Jerusalem Post, 12 août 2008, par Anne-Laure Jourdain
Dialogue Benny Lévy – Sartre
« Pouvoir et liberté » : tel était le titre que Sartre prévoyait de donner au livre d’entretiens qu’il préparait avec Benny Lévy. L’ouvrage était censé exposer une pensée se formant à deux. Sartre, ayant quasiment perdu la vue, ne pouvait plus travailler seul, comme il l’avait toujours fait. En occident, un penseur est aussi un écrivain. Or, on écrit toujours seul. Ainsi pensait Sartre, ainsi avait-il toujours mis en œuvre sa pensée, quand bien même il appelait de ses vœux un dialogue. En témoigne sa « théorie » de la littérature, formulée après la guerre, ou encore son théâtre, conçu comme un mode d’écriture réalisant un certain être ensemble. La maladie ne lui laissait qu’une alternative: renoncer à l’écriture, c’est-à-dire à la pensée, ou découvrir une pratique nouvelle. Dans un premier temps, Sartre a pensé compenser son infirmité en engageant un secrétaire qui pourrait lui servir d’yeux.
Ce fut Benny Lévy, connu alors sous le pseudonyme de « Pierre Victor ». Sartre l’avait rencontré trois ans plus tôt, alors qu’il dirigeait la Gauche Prolétarienne, groupuscule maoïste revisitant la politique par la pratique de l’« action subversive institutionnelle ». Peu à peu, un dialogue se met en place entre les deux hommes. Sartre cherche à renouveler la pratique même de la pensée. Benny Lévy, lui, commence à s’éloigner de la « politique-Absolu », c’est-à-dire de la politique tenant lieu d’absolu. Les deux hommes ont quelque chose à démolir en eux. Leur dialogue est le lieu de cette lutte contre l’idole, contre le chef que chacun d’eux a été à sa façon. Il dure sept ans : de 1972 à 1980. De ce dialogue, la seule trace écrite que nous avons eue jusqu’ici était L’Espoir maintenant, constitué d’une série d’entretiens parus en 1980 dans Le Nouvel Observateur.

> _MATÉRIEL D'ÉTUDE_
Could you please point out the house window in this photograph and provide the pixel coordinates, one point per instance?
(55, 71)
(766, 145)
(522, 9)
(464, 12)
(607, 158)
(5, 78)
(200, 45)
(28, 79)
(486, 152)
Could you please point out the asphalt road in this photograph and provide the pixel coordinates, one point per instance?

> _VOTRE OBJECTIF_
Recopiez mot pour mot le passage de l'article sur le dialogue entre Benny Lévy et Sartre qui va de « Ce fut Benny » à « Le Nouvel Observateur. ». Les données n'interviennent pas dans ce travail.

> _RÉPONSE RÉDIGÉE_
Ce fut Benny Lévy, connu alors sous le pseudonyme de « Pierre Victor ». Sartre l’avait rencontré trois ans plus tôt, alors qu’il dirigeait la Gauche Prolétarienne, groupuscule maoïste revisitant la politique par la pratique de l’« action subversive institutionnelle ». Peu à peu, un dialogue se met en place entre les deux hommes. Sartre cherche à renouveler la pratique même de la pensée. Benny Lévy, lui, commence à s’éloigner de la « politique-Absolu », c’est-à-dire de la politique tenant lieu d’absolu. Les deux hommes ont quelque chose à démolir en eux. Leur dialogue est le lieu de cette lutte contre l’idole, contre le chef que chacun d’eux a été à sa façon. Il dure sept ans : de 1972 à 1980. De ce dialogue, la seule trace écrite que nous avons eue jusqu’ici était L’Espoir maintenant, constitué d’une série d’entretiens parus en 1980 dans Le Nouvel Observateur.